## start TASK INPUT
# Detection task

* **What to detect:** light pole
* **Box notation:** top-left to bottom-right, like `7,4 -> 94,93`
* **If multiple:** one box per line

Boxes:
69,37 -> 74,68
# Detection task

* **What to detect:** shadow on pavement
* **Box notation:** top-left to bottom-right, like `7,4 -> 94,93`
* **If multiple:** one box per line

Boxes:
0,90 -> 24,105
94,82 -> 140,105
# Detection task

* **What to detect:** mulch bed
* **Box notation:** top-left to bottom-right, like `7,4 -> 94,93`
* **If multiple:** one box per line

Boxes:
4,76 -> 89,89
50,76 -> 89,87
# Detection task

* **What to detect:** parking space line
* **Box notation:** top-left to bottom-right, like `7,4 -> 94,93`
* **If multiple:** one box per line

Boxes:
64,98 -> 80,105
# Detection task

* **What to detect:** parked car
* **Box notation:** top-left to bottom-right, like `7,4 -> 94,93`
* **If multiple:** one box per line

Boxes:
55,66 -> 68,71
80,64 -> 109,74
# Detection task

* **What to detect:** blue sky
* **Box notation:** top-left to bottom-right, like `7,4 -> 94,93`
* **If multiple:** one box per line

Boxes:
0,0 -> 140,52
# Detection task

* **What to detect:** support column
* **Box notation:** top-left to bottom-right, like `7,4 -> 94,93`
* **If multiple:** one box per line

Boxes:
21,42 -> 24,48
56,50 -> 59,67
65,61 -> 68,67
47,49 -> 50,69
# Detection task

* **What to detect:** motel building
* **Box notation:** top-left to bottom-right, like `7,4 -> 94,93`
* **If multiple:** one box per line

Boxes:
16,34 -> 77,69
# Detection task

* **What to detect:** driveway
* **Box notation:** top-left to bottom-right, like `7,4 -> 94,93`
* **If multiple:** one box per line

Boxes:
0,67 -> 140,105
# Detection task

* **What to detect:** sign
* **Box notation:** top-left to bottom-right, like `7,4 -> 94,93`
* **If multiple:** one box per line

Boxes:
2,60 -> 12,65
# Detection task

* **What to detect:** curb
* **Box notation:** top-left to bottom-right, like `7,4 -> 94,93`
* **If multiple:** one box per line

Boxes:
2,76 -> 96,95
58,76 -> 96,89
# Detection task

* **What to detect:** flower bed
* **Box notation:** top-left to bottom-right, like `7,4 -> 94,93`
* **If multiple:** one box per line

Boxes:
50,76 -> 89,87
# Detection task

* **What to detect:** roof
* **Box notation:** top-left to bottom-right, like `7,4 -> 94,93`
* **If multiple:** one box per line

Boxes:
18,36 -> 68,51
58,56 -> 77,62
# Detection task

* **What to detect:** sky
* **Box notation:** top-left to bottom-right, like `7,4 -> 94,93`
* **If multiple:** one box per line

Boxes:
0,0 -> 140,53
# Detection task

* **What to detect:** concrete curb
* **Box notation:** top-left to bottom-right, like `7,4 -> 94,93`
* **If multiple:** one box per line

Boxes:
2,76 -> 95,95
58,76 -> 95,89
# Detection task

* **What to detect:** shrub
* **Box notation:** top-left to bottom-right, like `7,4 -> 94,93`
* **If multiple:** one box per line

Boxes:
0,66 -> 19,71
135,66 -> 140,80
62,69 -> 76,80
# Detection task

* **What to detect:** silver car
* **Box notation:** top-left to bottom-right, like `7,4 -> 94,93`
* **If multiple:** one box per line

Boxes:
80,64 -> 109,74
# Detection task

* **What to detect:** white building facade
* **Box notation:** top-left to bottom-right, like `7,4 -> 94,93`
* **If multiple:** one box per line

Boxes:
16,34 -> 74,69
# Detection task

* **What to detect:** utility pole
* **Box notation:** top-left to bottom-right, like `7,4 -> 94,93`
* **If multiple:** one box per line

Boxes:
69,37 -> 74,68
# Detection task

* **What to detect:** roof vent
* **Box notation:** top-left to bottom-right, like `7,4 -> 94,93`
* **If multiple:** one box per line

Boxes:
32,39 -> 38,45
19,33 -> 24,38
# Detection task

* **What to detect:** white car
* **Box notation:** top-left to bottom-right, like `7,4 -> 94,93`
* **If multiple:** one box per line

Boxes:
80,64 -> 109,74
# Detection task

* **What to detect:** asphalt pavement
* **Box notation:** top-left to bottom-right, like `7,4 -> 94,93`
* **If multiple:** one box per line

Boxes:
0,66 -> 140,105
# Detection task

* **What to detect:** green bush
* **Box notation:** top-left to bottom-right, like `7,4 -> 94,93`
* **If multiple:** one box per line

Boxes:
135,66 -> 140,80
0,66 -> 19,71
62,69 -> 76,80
## end TASK INPUT
## REQUIREMENTS
Update all of the data above by replacing every "Box notation" with "Box format", leaving everything else the same.

## FINAL RESULT
# Detection task

* **What to detect:** light pole
* **Box format:** top-left to bottom-right, like `7,4 -> 94,93`
* **If multiple:** one box per line

Boxes:
69,37 -> 74,68
# Detection task

* **What to detect:** shadow on pavement
* **Box format:** top-left to bottom-right, like `7,4 -> 94,93`
* **If multiple:** one box per line

Boxes:
0,90 -> 24,105
94,82 -> 140,105
# Detection task

* **What to detect:** mulch bed
* **Box format:** top-left to bottom-right, like `7,4 -> 94,93`
* **If multiple:** one box per line

Boxes:
4,76 -> 89,89
50,76 -> 89,87
# Detection task

* **What to detect:** parking space line
* **Box format:** top-left to bottom-right, like `7,4 -> 94,93`
* **If multiple:** one box per line

Boxes:
64,98 -> 80,105
# Detection task

* **What to detect:** parked car
* **Box format:** top-left to bottom-right, like `7,4 -> 94,93`
* **If multiple:** one box per line

Boxes:
55,66 -> 68,71
80,64 -> 109,74
# Detection task

* **What to detect:** blue sky
* **Box format:** top-left to bottom-right, like `7,4 -> 94,93`
* **If multiple:** one box per line

Boxes:
0,0 -> 140,52
# Detection task

* **What to detect:** support column
* **Box format:** top-left to bottom-right, like `7,4 -> 94,93`
* **If multiple:** one box per line

Boxes:
21,42 -> 24,48
56,50 -> 59,67
65,61 -> 68,67
47,49 -> 50,69
# Detection task

* **What to detect:** motel building
* **Box format:** top-left to bottom-right, like `7,4 -> 94,93`
* **If multiple:** one box per line

Boxes:
16,34 -> 77,69
# Detection task

* **What to detect:** driveway
* **Box format:** top-left to bottom-right, like `7,4 -> 94,93`
* **If multiple:** one box per line

Boxes:
0,67 -> 140,105
# Detection task

* **What to detect:** sign
* **Box format:** top-left to bottom-right, like `7,4 -> 94,93`
* **If multiple:** one box per line

Boxes:
2,60 -> 12,65
# Detection task

* **What to detect:** curb
* **Box format:** top-left to bottom-right, like `7,4 -> 94,93`
* **If multiple:** one box per line

Boxes:
2,76 -> 96,95
58,76 -> 96,89
# Detection task

* **What to detect:** flower bed
* **Box format:** top-left to bottom-right, like `7,4 -> 94,93`
* **If multiple:** one box per line

Boxes:
50,76 -> 89,87
# Detection task

* **What to detect:** roof
* **Box format:** top-left to bottom-right, like `7,4 -> 94,93`
* **If multiple:** one box per line

Boxes:
18,36 -> 68,51
58,56 -> 77,62
# Detection task

* **What to detect:** sky
* **Box format:** top-left to bottom-right, like `7,4 -> 94,93`
* **If multiple:** one box per line

Boxes:
0,0 -> 140,53
# Detection task

* **What to detect:** concrete curb
* **Box format:** top-left to bottom-right, like `7,4 -> 94,93`
* **If multiple:** one box per line

Boxes:
2,76 -> 95,95
58,76 -> 95,89
# Detection task

* **What to detect:** shrub
* **Box format:** top-left to bottom-right, like `7,4 -> 94,93`
* **If multiple:** one box per line

Boxes:
0,66 -> 19,71
135,66 -> 140,80
62,69 -> 76,80
# Detection task

* **What to detect:** silver car
* **Box format:** top-left to bottom-right, like `7,4 -> 94,93`
* **If multiple:** one box per line

Boxes:
80,64 -> 109,74
# Detection task

* **What to detect:** white building facade
* **Box format:** top-left to bottom-right, like `7,4 -> 94,93`
* **If multiple:** one box per line

Boxes:
16,34 -> 74,69
# Detection task

* **What to detect:** utility pole
* **Box format:** top-left to bottom-right, like `7,4 -> 94,93`
* **If multiple:** one box per line

Boxes:
69,37 -> 74,68
# Detection task

* **What to detect:** roof vent
* **Box format:** top-left to bottom-right, like `7,4 -> 94,93`
* **If multiple:** one box per line

Boxes:
32,39 -> 38,45
19,33 -> 24,38
# Detection task

* **What to detect:** white car
* **Box format:** top-left to bottom-right, like `7,4 -> 94,93`
* **If multiple:** one box per line

Boxes:
80,64 -> 109,74
# Detection task

* **What to detect:** asphalt pavement
* **Box format:** top-left to bottom-right, like `7,4 -> 94,93`
* **If multiple:** one box per line

Boxes:
0,66 -> 140,105
# Detection task

* **What to detect:** green bush
* **Box format:** top-left to bottom-right, like `7,4 -> 94,93`
* **If multiple:** one box per line

Boxes:
135,66 -> 140,80
0,66 -> 19,71
62,69 -> 76,80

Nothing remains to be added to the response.